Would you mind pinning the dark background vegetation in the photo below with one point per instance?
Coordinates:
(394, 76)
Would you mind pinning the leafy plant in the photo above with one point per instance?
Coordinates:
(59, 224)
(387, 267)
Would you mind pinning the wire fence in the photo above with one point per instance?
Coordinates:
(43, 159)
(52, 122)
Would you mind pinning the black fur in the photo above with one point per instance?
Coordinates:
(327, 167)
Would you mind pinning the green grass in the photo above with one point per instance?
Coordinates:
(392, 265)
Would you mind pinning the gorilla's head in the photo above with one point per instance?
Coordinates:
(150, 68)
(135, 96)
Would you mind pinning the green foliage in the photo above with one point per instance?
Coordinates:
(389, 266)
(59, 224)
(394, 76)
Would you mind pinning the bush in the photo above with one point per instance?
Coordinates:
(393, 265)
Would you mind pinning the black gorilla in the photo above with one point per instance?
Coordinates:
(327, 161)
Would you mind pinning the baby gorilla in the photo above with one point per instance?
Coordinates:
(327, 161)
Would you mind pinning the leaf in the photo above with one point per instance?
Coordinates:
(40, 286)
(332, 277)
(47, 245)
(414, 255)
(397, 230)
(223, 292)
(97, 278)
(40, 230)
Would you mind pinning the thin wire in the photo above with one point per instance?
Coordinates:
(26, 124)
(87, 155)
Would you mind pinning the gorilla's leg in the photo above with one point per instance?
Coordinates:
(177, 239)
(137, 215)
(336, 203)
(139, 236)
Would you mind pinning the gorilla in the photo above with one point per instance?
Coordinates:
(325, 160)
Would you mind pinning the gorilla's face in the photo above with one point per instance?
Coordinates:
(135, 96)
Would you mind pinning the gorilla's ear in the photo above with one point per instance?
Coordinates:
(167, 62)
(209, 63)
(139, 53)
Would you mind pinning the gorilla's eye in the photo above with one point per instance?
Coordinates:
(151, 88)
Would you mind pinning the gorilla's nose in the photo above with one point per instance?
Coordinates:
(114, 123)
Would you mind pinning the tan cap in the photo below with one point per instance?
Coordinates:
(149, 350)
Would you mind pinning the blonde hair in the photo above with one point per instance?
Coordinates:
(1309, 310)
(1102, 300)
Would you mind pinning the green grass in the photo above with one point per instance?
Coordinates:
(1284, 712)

==================================================

Copy out the material word for word and line for line.

Would you mind pinning the dark background vegetation in the photo below with one point per instance?
Coordinates:
(394, 76)
Would you mind pinning the leafy plant in the photo above with one point per instance?
Coordinates:
(59, 224)
(387, 267)
Would you mind pinning the wire fence in the photo above with one point per instance?
Coordinates:
(43, 159)
(52, 122)
Would you mind pinning the black fur in the photo above with one point per instance?
Coordinates:
(327, 167)
Would you mind pinning the green grass in the photo above with one point per instance?
Coordinates:
(392, 265)
Would you mind pinning the gorilla's head in the photo above with one point per instance?
Coordinates:
(150, 68)
(135, 96)
Would you mind pinning the green foliage in the photo above with one point per instance?
Coordinates:
(389, 266)
(59, 224)
(394, 76)
Would you mind pinning the bush in the photo above with one point per instance?
Coordinates:
(393, 265)
Would you mind pinning the black gorilla in the photo above with one point per instance?
Coordinates:
(327, 161)
Would you mind pinning the baby gorilla in the photo above with one point per instance?
Coordinates:
(327, 161)
Would you mind pinning the leaf in the photo above with one point per instance?
Coordinates:
(40, 286)
(332, 277)
(47, 245)
(414, 255)
(397, 230)
(223, 292)
(97, 278)
(40, 230)
Would you mind pinning the thin wire in the photo above with one point per instance?
Coordinates:
(26, 124)
(87, 155)
Would you mind pinning the gorilla's leg in the photo above with one point per instance?
Coordinates:
(177, 239)
(137, 215)
(336, 203)
(139, 236)
Would you mind pinning the gorilla in the photo above with one point per instance?
Coordinates:
(325, 160)
Would you mind pinning the gorilla's face in the photo above with one point per instance?
Coordinates:
(135, 96)
Would you mind pinning the gorilla's ear in the photo above with one point per instance?
Coordinates:
(167, 62)
(209, 63)
(139, 53)
Would you mind pinning the gorilla's eye in the photo above with one point per instance?
Coordinates:
(151, 88)
Would you mind pinning the gorilla's nose in the photo above with one point per instance?
Coordinates:
(114, 123)
Would you mind pinning the tan cap in the photo below with one point per instance?
Coordinates:
(149, 350)
Would you mind pinning the blonde hair in the photo above with one point per instance?
Coordinates:
(1309, 310)
(1102, 300)
Would you mind pinning the green grass in the photo above with one point per instance?
Coordinates:
(1284, 712)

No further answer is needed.